Local school breaks barriers.
Gayle Abril, Principal at Valley View Community School got an email in late January that began with the word; congratulations.
As it turns out, Valley View was determined to be a finalist for the California Advisory Commission for Special Education’s GOAL Award.
GOAL stands for Grazer Outstanding Achievement in Learning Award, and it looks for schools with the top Special Education techniques.
Valley View’s Win-Win program caught their eye because it integrates the Special Education population in with the rest of the school.
“We just came together and started brainstorming ways of inclusion,” said Abril. “It could be buddy classes, birthday card buddies…just any way you can imagine.”
The buddy programs put classes together for a scheduled time once a week. Here you could see a 5th grade class join with a 1st grade class, or even a 6th grade class joining with a disabled class. There, the students help each other, be it by reading to younger kids, or helping special needs kids paint.
The mere act of bringing different students into the same classroom stimulated a response that Mrs. Abril and her staff did not foresee.
“We always knew that our special needs kids would benefit, but what we found was the extreme benefit for everyone else,” said Abril.

Requirement A: Write out the part of the school inclusion article between "GOAL stands for" and "needs kids paint.", inclusive, word for word.
Requirement B: Continue the article about Valley View's inclusion program from the point where it stops.

Supplied material:
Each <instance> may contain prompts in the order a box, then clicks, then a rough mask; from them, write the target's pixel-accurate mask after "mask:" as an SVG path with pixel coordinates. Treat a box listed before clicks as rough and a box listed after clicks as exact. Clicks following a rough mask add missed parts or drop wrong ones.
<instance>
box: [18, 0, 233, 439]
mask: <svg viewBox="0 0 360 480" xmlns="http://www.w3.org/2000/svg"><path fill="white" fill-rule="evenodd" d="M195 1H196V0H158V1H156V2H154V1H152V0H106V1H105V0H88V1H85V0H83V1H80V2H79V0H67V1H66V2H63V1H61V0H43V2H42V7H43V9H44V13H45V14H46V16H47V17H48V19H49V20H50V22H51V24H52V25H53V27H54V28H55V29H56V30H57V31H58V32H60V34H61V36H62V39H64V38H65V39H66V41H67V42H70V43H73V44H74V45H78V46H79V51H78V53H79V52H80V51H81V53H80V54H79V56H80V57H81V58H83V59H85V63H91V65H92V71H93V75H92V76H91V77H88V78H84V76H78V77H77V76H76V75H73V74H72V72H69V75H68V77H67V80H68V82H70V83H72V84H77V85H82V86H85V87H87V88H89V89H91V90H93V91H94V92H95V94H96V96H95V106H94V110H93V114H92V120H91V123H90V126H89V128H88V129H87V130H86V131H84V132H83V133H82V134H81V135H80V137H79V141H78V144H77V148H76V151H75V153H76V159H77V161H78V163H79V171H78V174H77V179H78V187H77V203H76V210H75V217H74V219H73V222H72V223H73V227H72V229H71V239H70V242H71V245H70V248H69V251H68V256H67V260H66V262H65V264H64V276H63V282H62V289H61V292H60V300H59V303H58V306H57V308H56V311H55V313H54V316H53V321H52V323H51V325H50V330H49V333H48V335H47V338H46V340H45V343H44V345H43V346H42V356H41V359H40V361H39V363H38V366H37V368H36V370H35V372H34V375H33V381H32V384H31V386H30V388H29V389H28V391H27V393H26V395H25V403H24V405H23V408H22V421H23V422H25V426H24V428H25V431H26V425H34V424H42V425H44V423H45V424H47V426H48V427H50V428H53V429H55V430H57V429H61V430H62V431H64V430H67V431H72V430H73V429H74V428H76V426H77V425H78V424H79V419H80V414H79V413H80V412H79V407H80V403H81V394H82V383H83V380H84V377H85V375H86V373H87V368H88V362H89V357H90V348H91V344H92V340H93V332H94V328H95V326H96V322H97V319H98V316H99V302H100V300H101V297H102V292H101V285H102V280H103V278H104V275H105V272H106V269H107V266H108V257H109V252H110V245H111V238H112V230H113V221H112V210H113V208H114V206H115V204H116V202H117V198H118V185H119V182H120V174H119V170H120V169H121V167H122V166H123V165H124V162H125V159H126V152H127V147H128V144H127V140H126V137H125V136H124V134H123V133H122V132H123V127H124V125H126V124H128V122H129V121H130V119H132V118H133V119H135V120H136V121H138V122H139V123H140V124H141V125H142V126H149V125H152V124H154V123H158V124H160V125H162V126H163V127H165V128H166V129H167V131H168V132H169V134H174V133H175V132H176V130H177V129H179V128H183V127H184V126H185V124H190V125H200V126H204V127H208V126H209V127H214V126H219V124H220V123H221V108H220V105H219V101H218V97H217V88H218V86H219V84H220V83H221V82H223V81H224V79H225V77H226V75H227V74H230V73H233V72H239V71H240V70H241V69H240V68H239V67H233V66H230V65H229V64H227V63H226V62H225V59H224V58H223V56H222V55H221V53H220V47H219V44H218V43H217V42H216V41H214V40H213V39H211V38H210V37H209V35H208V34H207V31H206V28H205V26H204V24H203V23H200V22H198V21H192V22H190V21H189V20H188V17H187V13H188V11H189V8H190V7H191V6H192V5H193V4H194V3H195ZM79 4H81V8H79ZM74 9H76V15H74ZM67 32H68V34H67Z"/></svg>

Exercise result A:
GOAL stands for Grazer Outstanding Achievement in Learning Award, and it looks for schools with the top Special Education techniques.
Valley View’s Win-Win program caught their eye because it integrates the Special Education population in with the rest of the school.
“We just came together and started brainstorming ways of inclusion,” said Abril. “It could be buddy classes, birthday card buddies…just any way you can imagine.”
The buddy programs put classes together for a scheduled time once a week. Here you could see a 5th grade class join with a 1st grade class, or even a 6th grade class joining with a disabled class. There, the students help each other, be it by reading to younger kids, or helping special needs kids paint.

Exercise result B:
“It's very easy to have compassion for the child who’s in the wheelchair, it’s difficult to have compassion for the kid sitting next to you who bugs you. That’s where the compassion transfers over.”
And one week ago when Valley View students were united in the process of painting a mural for the special needs department, it was clear that the barrier between the two different groups of students was gone.
Mrs. Abril says that the students are at a point where the disability doesn’t even come up in conversation.
“They start talking like typical 6th graders, and they name every student in the program, and instead of saying ‘oh, this kid’s in a wheelchair,’ they say things like ‘oh, she’s such a drama queen’ and things like that. They really have seen past the disability.”
There was a time when many remember the Special Education children being kept totally separate from the rest of the school.
In fact, a few years ago the entire Special Education Department was a County run program, with a different principal and administration office.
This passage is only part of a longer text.